Assignment
Given the entries that follow, write out exactly the lines starting at the one containing "negative clicks: (38, 45) (40, 33)" and ending at the one containing "positive clicks: (62, 10) (46, 14) (57, 13)", both ends included, and only those.
──────── Input records ────────
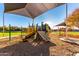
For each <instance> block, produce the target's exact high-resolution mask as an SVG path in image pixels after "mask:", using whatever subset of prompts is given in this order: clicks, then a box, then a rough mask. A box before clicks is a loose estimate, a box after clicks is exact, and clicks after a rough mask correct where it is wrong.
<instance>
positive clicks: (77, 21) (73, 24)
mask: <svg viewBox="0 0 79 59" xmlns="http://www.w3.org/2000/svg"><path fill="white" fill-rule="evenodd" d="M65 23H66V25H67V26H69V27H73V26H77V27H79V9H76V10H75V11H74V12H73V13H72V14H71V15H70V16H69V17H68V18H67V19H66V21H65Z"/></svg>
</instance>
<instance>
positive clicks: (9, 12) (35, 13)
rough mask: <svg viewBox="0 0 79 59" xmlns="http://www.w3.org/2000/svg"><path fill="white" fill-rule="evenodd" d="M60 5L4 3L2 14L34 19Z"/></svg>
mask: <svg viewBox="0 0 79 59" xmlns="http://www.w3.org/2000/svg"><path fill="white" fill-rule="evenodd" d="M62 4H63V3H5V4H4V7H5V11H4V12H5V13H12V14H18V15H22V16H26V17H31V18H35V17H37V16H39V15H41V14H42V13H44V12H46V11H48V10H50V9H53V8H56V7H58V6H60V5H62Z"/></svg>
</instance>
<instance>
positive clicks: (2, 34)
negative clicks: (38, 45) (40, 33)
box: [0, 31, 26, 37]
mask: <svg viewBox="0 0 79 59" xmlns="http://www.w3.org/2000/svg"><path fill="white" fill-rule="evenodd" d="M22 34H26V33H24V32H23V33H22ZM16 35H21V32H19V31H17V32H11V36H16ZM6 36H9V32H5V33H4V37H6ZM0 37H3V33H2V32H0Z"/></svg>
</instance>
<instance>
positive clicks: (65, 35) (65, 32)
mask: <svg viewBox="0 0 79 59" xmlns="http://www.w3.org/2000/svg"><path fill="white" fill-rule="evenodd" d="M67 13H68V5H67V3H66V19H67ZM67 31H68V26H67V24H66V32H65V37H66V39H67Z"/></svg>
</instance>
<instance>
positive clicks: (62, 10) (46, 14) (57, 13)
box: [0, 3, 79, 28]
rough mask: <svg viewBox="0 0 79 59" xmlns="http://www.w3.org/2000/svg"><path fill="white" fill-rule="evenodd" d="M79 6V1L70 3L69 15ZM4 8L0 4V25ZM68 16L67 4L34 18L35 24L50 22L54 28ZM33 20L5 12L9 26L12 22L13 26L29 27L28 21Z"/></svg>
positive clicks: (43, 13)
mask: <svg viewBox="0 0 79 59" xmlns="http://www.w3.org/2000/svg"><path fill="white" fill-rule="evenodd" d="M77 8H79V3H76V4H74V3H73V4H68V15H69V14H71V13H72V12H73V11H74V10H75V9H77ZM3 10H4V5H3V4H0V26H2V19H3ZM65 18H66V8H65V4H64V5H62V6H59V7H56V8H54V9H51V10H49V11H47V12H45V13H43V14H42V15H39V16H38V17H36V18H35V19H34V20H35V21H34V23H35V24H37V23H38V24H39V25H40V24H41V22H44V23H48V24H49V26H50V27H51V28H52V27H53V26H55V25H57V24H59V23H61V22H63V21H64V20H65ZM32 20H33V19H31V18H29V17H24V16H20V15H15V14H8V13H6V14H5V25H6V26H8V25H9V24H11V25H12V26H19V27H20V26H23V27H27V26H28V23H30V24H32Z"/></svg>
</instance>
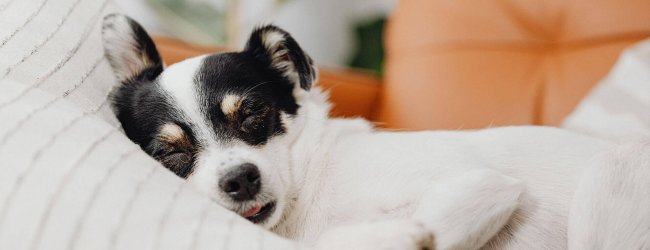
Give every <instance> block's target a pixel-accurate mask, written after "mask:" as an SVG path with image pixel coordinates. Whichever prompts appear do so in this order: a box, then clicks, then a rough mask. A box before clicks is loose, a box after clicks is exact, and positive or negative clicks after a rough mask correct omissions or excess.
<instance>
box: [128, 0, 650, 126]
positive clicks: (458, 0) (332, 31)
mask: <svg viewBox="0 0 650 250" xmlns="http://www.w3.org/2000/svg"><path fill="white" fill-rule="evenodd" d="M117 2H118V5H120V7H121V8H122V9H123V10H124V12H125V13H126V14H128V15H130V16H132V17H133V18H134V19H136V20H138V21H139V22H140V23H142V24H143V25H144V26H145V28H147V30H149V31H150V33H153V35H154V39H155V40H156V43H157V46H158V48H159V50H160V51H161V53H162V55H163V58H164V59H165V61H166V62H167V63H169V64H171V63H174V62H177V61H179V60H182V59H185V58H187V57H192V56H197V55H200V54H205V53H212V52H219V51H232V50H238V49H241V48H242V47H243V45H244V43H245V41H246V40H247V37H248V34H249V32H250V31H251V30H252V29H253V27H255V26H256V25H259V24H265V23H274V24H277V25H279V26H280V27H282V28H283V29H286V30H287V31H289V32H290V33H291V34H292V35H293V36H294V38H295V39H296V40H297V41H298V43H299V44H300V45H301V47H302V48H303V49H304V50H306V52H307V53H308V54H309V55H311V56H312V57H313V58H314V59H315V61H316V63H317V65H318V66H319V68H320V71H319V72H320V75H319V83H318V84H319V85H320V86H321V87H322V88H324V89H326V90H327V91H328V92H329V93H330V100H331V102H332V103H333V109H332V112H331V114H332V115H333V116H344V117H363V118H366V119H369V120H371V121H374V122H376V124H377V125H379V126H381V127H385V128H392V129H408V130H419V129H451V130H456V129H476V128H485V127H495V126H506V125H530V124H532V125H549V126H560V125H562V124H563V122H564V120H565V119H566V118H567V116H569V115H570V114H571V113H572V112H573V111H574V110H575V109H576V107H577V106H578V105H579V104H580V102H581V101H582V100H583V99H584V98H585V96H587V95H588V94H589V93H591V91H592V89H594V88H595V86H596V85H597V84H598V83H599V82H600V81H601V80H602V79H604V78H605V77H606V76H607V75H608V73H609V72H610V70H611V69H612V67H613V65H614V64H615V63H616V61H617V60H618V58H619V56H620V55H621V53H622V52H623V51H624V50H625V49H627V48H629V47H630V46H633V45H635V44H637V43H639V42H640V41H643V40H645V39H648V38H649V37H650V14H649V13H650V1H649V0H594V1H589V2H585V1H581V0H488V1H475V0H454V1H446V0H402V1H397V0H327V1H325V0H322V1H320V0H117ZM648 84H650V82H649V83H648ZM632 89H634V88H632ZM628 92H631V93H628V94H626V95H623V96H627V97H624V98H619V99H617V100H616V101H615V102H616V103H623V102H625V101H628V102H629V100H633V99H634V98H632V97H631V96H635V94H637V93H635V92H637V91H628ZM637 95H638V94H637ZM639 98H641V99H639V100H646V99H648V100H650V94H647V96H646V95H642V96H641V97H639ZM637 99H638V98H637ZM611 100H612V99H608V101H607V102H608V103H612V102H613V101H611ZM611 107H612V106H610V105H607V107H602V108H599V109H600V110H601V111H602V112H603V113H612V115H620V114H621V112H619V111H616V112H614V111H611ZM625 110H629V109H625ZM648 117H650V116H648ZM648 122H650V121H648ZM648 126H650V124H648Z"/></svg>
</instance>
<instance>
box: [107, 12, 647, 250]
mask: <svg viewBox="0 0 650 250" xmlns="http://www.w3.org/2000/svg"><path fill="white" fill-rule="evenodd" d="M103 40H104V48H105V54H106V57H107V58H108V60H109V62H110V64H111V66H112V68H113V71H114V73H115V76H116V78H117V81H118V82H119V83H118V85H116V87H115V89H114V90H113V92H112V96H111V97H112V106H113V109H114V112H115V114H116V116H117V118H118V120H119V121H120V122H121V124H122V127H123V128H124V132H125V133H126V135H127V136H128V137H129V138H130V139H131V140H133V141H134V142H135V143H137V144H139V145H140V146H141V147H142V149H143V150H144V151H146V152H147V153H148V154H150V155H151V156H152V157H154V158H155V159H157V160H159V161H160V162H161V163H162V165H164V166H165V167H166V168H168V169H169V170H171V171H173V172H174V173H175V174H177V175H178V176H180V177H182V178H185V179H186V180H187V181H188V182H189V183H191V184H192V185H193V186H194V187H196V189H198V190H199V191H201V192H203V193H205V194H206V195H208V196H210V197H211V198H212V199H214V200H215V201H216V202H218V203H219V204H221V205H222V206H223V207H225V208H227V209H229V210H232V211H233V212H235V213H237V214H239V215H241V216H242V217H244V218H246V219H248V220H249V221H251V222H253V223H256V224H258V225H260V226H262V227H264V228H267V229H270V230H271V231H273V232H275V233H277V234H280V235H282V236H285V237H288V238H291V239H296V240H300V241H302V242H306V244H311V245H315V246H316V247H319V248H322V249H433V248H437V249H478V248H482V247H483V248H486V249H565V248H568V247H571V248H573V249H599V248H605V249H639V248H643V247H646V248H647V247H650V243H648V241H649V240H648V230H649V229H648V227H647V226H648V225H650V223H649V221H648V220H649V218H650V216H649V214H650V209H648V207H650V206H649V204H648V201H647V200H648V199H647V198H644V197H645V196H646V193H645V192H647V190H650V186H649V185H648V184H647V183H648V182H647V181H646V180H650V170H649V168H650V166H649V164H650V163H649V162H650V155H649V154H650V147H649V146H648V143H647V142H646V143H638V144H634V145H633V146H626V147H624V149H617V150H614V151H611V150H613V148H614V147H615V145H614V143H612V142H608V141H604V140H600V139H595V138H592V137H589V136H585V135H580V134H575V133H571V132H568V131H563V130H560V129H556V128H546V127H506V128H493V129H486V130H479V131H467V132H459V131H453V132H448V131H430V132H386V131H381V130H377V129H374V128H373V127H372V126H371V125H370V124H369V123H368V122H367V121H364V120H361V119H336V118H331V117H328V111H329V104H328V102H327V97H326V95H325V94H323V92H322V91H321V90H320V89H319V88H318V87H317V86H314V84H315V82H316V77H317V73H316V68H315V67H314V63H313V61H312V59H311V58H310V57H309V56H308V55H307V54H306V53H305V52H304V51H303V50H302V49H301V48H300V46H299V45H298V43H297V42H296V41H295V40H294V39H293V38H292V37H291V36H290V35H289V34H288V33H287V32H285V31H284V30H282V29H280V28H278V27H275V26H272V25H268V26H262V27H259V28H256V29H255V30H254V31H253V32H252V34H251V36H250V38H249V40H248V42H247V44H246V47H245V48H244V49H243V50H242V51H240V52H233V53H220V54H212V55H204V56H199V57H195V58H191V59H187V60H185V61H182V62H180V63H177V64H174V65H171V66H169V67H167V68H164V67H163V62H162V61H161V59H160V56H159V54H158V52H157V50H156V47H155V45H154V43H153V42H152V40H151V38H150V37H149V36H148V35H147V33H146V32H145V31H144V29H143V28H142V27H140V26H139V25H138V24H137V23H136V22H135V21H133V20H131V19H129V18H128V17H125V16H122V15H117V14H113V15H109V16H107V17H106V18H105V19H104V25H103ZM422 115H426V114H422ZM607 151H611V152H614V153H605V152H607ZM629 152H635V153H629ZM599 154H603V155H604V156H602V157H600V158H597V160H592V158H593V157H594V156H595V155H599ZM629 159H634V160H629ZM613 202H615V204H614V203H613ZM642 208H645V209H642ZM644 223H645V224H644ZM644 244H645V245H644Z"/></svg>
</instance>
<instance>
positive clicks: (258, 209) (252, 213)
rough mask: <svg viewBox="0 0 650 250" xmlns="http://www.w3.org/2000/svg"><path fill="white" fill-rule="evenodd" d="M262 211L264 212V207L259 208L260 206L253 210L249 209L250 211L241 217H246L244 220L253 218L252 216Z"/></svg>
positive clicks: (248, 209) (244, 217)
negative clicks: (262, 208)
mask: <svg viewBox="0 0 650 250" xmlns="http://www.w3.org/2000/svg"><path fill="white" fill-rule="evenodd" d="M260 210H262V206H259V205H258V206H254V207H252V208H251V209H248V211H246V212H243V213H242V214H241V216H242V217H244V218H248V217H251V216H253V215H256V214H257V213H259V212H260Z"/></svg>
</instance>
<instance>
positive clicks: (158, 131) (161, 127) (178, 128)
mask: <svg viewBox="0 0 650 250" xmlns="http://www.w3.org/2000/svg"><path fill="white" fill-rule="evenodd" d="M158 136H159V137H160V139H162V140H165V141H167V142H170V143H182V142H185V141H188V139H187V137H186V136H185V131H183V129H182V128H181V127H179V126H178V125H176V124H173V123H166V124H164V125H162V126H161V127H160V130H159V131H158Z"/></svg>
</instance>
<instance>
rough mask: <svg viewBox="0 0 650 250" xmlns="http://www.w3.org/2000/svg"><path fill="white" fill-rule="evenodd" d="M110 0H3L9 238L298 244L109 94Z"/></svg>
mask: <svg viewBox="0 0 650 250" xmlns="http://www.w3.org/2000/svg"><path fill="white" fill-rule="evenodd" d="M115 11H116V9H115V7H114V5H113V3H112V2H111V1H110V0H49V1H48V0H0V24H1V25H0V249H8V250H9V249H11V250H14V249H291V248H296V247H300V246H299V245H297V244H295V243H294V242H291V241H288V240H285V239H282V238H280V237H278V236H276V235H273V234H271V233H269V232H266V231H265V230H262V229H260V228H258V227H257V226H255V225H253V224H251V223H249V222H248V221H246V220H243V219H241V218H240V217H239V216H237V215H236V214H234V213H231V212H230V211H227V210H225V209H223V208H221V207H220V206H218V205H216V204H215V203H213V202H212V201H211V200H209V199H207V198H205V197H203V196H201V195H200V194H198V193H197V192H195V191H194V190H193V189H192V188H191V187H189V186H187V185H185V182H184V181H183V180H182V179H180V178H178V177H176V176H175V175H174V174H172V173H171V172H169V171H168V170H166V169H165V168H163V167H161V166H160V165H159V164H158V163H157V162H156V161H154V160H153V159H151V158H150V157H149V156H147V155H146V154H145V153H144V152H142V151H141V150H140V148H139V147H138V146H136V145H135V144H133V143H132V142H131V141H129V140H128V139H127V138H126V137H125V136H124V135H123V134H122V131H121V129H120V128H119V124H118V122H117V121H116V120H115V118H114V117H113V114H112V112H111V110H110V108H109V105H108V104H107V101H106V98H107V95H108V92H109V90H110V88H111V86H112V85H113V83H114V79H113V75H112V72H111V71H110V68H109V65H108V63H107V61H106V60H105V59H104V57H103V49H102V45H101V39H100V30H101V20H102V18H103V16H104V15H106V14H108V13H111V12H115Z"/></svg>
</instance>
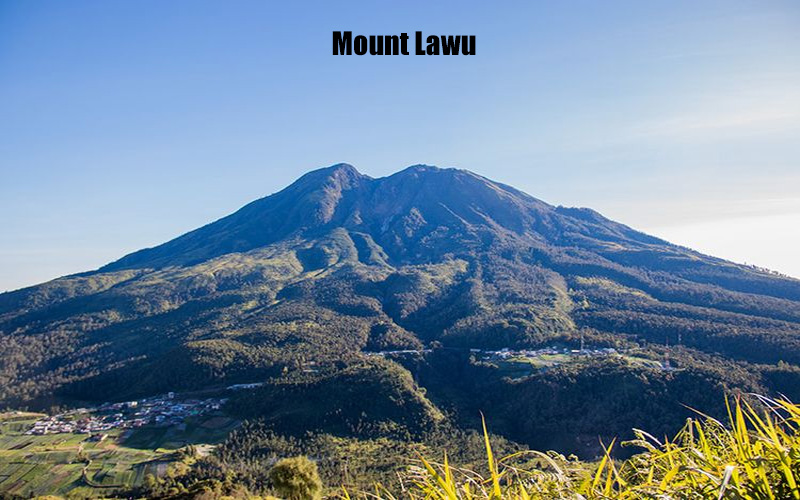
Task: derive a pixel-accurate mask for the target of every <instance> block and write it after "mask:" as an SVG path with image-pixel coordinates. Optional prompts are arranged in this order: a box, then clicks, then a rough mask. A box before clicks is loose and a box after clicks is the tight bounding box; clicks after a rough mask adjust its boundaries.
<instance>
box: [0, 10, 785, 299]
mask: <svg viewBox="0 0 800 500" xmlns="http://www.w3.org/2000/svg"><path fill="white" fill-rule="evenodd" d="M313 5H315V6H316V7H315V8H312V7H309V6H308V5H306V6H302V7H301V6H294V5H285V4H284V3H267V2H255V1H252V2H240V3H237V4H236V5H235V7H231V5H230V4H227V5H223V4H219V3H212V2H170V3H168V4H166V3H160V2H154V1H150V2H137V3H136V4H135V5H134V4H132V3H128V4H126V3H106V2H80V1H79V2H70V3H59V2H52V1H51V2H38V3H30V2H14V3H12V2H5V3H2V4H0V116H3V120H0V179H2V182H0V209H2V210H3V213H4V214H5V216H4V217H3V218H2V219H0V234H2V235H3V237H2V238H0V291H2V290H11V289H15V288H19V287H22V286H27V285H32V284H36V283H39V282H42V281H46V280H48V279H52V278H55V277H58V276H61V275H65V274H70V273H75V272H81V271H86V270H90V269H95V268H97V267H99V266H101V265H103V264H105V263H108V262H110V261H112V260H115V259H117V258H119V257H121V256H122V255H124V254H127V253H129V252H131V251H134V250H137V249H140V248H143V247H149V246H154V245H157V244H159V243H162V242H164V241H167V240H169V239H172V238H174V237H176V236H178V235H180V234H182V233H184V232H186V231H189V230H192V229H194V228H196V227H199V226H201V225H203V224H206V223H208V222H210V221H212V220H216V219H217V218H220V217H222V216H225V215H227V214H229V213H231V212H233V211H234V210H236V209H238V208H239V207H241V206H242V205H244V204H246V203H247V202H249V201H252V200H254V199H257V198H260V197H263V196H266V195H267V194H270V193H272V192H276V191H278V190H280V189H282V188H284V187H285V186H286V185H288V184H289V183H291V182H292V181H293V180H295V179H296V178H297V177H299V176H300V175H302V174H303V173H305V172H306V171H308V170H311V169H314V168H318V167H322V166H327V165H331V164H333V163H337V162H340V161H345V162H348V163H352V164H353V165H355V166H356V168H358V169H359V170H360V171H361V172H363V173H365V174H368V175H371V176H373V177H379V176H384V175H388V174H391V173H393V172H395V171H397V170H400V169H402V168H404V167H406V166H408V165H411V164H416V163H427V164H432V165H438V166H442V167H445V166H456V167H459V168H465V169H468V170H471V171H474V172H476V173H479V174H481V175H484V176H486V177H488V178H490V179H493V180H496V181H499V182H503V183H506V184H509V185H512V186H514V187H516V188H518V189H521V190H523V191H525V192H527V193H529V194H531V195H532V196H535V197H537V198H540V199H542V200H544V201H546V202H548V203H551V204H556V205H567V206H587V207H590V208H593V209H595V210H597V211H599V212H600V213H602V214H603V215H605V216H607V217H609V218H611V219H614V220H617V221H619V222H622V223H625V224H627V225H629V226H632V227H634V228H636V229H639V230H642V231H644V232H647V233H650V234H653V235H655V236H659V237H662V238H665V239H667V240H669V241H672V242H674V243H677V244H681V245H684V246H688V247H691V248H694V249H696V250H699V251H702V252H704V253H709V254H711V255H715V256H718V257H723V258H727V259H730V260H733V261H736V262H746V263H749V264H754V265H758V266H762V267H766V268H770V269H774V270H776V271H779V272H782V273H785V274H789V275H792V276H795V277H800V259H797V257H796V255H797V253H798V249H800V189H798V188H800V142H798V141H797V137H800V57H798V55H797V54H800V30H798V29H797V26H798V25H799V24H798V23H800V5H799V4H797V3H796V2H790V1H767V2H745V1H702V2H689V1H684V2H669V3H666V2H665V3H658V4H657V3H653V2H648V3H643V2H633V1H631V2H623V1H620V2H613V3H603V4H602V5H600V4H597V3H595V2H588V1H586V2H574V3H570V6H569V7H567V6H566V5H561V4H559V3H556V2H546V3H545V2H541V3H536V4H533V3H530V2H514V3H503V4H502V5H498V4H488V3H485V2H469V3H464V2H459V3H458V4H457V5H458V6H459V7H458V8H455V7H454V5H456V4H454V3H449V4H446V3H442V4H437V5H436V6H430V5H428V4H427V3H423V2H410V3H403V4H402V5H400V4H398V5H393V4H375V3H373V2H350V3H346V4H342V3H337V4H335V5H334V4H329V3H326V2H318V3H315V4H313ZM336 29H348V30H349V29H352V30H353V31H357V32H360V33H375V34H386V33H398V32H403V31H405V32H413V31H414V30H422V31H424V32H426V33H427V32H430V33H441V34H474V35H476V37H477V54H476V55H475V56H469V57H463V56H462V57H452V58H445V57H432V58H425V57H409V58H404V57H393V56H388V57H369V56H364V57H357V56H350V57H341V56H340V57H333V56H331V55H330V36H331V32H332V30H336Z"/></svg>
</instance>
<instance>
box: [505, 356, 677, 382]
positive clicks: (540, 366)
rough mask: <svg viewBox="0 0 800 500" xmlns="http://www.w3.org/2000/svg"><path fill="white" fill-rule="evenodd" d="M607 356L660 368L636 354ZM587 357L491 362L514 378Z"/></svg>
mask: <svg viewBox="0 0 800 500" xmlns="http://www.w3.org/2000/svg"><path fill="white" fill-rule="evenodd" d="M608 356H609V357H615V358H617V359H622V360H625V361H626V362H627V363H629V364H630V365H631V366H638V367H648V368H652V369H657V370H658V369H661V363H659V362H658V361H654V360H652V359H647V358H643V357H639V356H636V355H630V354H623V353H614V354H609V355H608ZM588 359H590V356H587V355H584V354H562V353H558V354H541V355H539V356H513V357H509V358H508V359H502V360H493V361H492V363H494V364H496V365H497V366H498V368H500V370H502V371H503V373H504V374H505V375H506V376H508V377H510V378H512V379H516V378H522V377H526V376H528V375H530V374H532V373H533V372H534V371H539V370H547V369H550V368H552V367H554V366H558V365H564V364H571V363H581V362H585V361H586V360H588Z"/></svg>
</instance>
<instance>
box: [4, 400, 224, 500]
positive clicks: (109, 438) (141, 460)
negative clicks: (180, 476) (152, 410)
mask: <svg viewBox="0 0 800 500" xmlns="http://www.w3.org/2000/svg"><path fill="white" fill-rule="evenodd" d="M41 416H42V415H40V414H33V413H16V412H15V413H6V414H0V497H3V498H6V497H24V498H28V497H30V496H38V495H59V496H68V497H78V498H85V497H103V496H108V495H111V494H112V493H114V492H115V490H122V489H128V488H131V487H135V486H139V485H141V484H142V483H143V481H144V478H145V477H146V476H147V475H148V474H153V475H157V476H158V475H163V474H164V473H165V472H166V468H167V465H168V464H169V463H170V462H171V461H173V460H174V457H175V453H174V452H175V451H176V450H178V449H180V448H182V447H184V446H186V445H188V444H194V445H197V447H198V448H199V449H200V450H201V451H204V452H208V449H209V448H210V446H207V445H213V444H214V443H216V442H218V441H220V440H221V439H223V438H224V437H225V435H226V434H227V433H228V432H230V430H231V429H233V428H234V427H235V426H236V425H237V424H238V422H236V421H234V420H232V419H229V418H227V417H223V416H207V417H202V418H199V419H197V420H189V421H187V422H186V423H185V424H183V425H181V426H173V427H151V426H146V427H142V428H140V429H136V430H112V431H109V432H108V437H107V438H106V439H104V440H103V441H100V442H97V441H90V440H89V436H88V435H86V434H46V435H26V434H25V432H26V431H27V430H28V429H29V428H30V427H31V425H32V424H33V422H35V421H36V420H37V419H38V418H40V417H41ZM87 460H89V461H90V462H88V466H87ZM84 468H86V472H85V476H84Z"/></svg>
────────
Answer box
negative clicks: (38, 45) (40, 33)
box: [0, 31, 26, 37]
mask: <svg viewBox="0 0 79 59" xmlns="http://www.w3.org/2000/svg"><path fill="white" fill-rule="evenodd" d="M22 34H26V33H24V32H23V33H22ZM16 35H21V32H19V31H17V32H11V36H16ZM6 36H9V32H5V33H4V37H6ZM0 37H3V33H2V32H0Z"/></svg>
</instance>
<instance>
positive clicks: (65, 35) (65, 32)
mask: <svg viewBox="0 0 79 59" xmlns="http://www.w3.org/2000/svg"><path fill="white" fill-rule="evenodd" d="M67 13H68V5H67V3H66V19H67ZM67 31H68V26H67V24H66V32H65V37H66V39H67Z"/></svg>
</instance>
<instance>
positive clicks: (62, 10) (46, 14) (57, 13)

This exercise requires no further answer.